◆ WHAT IS EXPECTED ◆
Once you reach the line that holds "of the statue's" in the listing below, output it and every line after it through the line that holds "of the stone", word for word.

◆ RECORDS FOR THIS EXERCISE ◆
== Segment start ==

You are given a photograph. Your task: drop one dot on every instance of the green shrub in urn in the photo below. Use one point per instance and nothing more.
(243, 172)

== Segment end ==
== Segment start ==

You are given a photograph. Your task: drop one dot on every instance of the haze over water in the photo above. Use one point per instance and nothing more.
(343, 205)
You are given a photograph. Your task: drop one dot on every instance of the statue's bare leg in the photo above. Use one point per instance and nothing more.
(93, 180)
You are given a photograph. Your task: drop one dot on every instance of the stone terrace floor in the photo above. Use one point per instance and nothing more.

== Segment end ==
== Segment start ==

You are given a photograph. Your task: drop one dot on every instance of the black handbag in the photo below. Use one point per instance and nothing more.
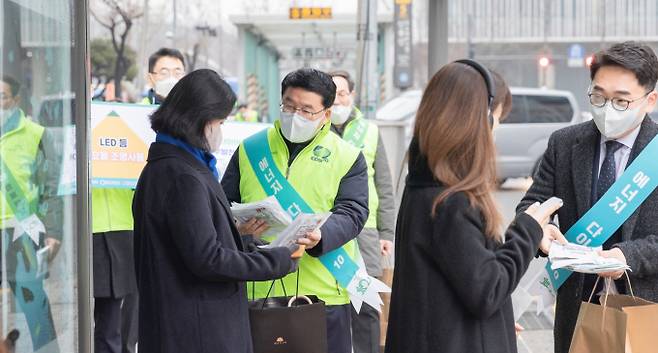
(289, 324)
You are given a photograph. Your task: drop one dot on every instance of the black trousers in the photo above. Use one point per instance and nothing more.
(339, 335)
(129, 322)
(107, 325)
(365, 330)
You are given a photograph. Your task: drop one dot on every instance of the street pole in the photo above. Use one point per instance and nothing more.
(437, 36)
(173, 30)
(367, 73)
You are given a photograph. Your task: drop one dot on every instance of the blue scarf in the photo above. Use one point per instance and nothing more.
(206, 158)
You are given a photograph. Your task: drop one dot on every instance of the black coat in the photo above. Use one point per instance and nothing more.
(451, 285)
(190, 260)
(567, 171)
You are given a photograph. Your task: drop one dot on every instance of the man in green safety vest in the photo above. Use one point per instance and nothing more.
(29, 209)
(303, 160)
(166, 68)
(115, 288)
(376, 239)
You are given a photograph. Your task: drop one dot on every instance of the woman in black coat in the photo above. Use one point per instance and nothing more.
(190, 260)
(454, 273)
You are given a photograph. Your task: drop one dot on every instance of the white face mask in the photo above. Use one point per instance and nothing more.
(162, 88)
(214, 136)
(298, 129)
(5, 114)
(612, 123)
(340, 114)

== Segment end ==

◆ EXERCISE SOLUTION ◆
You are given a photograph. Your task: drop one dot on every instance of the statue's bare leg in the photo above. Use one point per instance and nothing more.
(93, 180)
You are given a photograph. Your task: drop one dot on every instance of the stone terrace floor in the photo above. Use one point per instance and nothing more.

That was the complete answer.